===== Petikan Teks =====
Connect with us

Opini

Jerman dan Ujian Kekuatan di Abad Ketakpastian

Published

on

Ketika dunia masih bergulat dengan krisis berlapis—dari perang yang tak kunjung usai, perubahan iklim yang kian nyata, hingga ekonomi global yang limbung—sebuah pernyataan dari pusat kekuatan Eropa menggema melampaui batas benua. Friedrich Merz, pemimpin baru Jerman yang dilantik sebagai kanselir pada 6 Mei 2025, berdiri di depan Bundestag dan melontarkan janji yang tak biasa untuk telinga Eropa modern: menjadikan Bundeswehr sebagai “tentara konvensional terkuat di Eropa.” Pernyataan itu tak hanya menandai arah baru bagi Jerman, tapi juga menjadi pertanda bahwa Eropa sedang bersiap menghadapi masa depan yang lebih keras, lebih bersenjata.

Janji Merz disampaikan hanya delapan hari setelah ia resmi menjabat. Kalimat-kalimatnya, seperti dilaporkan oleh DW, bukan sekadar retorika kampanye. Ia berbicara dalam konteks yang sangat berbeda dari tradisi pasifisme Jerman pasca-Perang Dunia II. Sejak 1945, negeri itu cenderung menahan diri dalam urusan militer, lebih memilih jalur diplomasi dan rekonsiliasi. Tapi dunia telah berubah. Invasi Rusia ke Ukraina sejak 2022 menjadi pemicu besar. Dalam pidatonya, Merz menegaskan: “Kekuatan mencegah agresor, sementara kelemahan mengundang agresi.” Sebuah prinsip klasik dalam doktrin keamanan, tapi terdengar baru bagi rakyat Jerman.

Situasi Bundeswehr saat ini memang jauh dari ideal. Meski memiliki anggaran sebesar €50 miliar pada 2024, militer Jerman digambarkan oleh Eva Högl, komisaris parlemen untuk militer, sebagai kekuatan yang “kekurangan segalanya”—dari kendaraan tempur hingga jumlah personel. Bundeswehr hanya memiliki sekitar 180.000 prajurit aktif, masih jauh dari target resmi sebanyak 203.000. Kelemahan ini bukan rahasia, dan Merz, yang dikenal pragmatis, tentu menyadari tantangan logistik dan finansial untuk mencapai ambisinya. Tapi justru di situlah letak keberanian politiknya: menawarkan visi kekuatan di tengah kondisi rapuh.

Ukraina menjadi latar penting dalam transformasi ini. Perang yang berlangsung lebih dari tiga tahun telah mengubah persepsi keamanan regional. Bagi Merz, konflik itu bukan hanya soal pertarungan Kyiv melawan Moskwa. Ia menyebut bahwa “apa yang dipertaruhkan di Ukraina adalah tatanan perdamaian seluruh benua kita.” Jerman pun bukan sekadar penonton. Negara itu menjadi salah satu pendonor militer terbesar untuk Ukraina, mengalokasikan €3 miliar bantuan pada 2025. Namun, Merz juga menegaskan garis merah: “Kami bukan pihak dalam perang, dan kami tidak ingin menjadi pihak.” Ini adalah paradoks kebijakan luar negeri: ingin terlibat, tapi tak ingin tenggelam.
=====
- _Tindakan yang Diperlukan_:
- A) Tolong tulis kembali bagian petikan tentang Jerman yang dimulai dengan "Ketika dunia masih" dan berlanjut sampai "keras, lebih bersenjata.", lalu tukar "Bundestag" dengan "parlemen federal".
- B) Jawab pertanyaan berikut berdasarkan petikan tentang Jerman.
(i) Kapan Friedrich Merz dilantik sebagai kanselir?
(ii) Berapa jumlah prajurit aktif yang dimiliki Bundeswehr?
(iii) Berapa besar bantuan yang dialokasikan Jerman untuk Ukraina pada 2025?
Baris-baris data tidak ada hubungannya dengan petikan tentang Jerman ini.
===== Data Tercatat =====
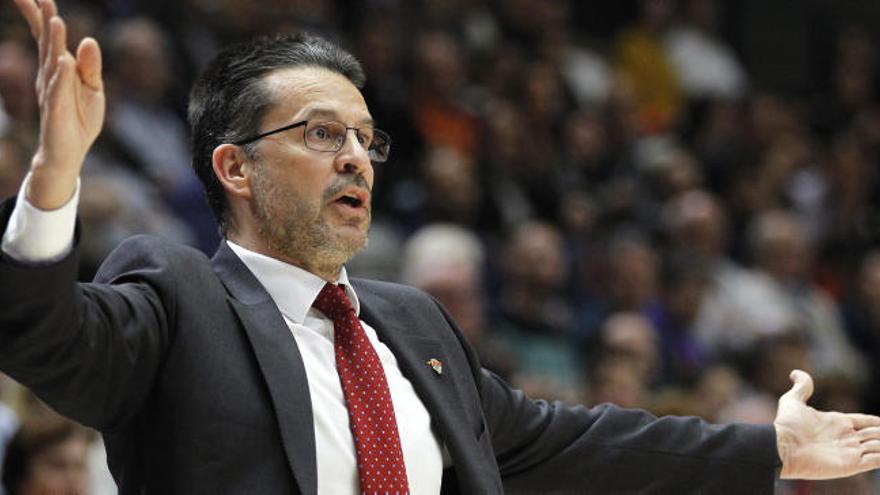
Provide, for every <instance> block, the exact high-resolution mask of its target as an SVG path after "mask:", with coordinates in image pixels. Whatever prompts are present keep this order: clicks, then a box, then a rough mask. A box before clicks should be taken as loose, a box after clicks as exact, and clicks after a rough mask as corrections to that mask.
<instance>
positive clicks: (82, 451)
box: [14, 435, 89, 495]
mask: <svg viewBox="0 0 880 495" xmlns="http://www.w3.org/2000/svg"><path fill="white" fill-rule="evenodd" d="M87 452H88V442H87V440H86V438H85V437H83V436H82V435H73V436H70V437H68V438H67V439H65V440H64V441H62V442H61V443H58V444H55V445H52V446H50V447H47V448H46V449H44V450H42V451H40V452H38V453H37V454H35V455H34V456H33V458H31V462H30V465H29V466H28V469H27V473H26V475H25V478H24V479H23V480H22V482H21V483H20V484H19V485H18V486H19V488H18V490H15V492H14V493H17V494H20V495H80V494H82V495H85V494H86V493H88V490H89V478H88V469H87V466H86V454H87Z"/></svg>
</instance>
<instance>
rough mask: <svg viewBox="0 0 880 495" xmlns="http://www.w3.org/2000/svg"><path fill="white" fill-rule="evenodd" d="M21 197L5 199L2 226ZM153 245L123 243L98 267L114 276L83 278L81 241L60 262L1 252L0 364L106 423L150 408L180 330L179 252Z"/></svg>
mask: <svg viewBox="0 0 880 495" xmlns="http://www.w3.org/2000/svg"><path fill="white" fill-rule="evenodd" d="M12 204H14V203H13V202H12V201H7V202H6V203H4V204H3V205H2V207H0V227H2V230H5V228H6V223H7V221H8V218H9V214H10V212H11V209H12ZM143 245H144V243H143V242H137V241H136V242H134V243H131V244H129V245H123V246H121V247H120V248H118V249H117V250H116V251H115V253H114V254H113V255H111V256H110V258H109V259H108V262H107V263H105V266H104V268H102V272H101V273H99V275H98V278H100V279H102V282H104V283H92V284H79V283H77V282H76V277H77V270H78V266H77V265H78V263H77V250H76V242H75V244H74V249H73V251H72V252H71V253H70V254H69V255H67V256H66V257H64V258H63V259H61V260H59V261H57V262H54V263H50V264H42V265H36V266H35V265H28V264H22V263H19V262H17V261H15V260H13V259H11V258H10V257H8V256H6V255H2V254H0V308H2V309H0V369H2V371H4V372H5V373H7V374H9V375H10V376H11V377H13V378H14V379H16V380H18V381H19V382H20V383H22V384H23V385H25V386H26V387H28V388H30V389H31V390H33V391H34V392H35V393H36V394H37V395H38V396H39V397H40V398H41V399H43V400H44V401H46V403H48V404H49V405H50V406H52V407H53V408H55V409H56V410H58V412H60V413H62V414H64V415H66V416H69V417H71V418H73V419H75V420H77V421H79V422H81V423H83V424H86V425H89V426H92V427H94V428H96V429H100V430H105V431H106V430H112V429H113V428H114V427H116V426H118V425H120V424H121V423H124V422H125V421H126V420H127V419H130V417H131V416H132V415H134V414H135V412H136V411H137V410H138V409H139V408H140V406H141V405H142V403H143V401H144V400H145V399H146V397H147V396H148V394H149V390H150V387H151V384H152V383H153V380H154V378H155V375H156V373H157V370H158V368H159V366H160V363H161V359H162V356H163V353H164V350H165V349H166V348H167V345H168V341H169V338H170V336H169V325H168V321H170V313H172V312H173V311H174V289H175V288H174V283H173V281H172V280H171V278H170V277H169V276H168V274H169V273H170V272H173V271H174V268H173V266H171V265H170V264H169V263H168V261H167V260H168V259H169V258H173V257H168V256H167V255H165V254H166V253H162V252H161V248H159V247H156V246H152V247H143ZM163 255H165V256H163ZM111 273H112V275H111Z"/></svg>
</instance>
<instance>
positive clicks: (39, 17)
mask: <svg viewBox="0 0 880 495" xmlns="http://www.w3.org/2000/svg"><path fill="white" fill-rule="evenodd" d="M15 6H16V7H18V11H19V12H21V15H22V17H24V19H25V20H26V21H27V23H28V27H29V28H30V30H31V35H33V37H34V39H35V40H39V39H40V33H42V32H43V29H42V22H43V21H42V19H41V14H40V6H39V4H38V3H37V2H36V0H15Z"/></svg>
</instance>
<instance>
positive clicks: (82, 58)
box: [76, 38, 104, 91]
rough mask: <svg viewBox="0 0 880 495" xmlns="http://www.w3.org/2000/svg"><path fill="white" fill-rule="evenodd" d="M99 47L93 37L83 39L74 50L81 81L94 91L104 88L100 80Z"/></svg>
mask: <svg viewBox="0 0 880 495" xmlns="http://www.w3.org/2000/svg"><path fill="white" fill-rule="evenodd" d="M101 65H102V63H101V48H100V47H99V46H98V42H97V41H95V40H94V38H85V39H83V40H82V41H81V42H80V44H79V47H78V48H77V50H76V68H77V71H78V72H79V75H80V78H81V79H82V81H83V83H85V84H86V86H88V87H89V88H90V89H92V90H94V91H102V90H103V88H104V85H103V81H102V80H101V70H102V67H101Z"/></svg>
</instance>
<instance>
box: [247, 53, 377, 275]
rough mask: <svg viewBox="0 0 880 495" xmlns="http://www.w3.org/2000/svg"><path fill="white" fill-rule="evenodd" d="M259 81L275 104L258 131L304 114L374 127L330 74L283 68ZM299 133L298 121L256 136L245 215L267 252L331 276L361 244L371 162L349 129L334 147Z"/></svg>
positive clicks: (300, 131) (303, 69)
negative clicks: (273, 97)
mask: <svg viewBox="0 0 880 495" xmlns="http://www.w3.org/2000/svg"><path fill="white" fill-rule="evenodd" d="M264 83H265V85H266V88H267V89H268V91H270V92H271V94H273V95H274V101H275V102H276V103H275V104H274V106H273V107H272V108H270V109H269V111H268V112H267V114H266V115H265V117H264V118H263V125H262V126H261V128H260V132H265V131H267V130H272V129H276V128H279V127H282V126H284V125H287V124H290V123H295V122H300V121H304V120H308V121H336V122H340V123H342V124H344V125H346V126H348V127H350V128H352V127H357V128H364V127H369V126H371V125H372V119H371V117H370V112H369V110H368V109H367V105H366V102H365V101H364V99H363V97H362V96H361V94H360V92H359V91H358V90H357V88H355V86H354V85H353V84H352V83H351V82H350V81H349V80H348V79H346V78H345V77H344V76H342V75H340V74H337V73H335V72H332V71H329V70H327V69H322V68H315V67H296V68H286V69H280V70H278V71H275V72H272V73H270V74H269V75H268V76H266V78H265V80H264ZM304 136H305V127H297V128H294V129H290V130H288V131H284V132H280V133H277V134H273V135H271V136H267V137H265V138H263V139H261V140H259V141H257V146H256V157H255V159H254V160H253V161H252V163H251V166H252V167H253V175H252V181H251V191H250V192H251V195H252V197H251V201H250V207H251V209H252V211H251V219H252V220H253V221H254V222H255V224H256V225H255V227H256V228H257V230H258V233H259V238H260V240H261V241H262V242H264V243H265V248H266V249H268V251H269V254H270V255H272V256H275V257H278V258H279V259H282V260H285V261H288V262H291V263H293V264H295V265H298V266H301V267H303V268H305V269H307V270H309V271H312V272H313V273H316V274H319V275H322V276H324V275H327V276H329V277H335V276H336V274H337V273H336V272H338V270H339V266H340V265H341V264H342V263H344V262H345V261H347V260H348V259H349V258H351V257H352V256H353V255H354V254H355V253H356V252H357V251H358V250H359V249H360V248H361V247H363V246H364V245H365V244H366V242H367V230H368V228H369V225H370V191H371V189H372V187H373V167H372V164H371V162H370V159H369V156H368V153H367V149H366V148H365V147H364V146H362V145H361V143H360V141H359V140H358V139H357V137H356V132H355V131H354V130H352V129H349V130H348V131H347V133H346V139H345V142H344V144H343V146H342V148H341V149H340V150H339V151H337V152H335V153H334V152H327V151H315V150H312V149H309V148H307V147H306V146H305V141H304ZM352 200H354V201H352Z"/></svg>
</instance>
=====
- _Jawaban Anda_:
- A)
Ketika dunia masih bergulat dengan krisis berlapis—dari perang yang tak kunjung usai, perubahan iklim yang kian nyata, hingga ekonomi global yang limbung—sebuah pernyataan dari pusat kekuatan Eropa menggema melampaui batas benua. Friedrich Merz, pemimpin baru Jerman yang dilantik sebagai kanselir pada 6 Mei 2025, berdiri di depan parlemen federal dan melontarkan janji yang tak biasa untuk telinga Eropa modern: menjadikan Bundeswehr sebagai “tentara konvensional terkuat di Eropa.” Pernyataan itu tak hanya menandai arah baru bagi Jerman, tapi juga menjadi pertanda bahwa Eropa sedang bersiap menghadapi masa depan yang lebih keras, lebih bersenjata.

- B)
(i) Pada 6 Mei 2025.
(ii) Sekitar 180.000 prajurit.
(iii) €3 miliar.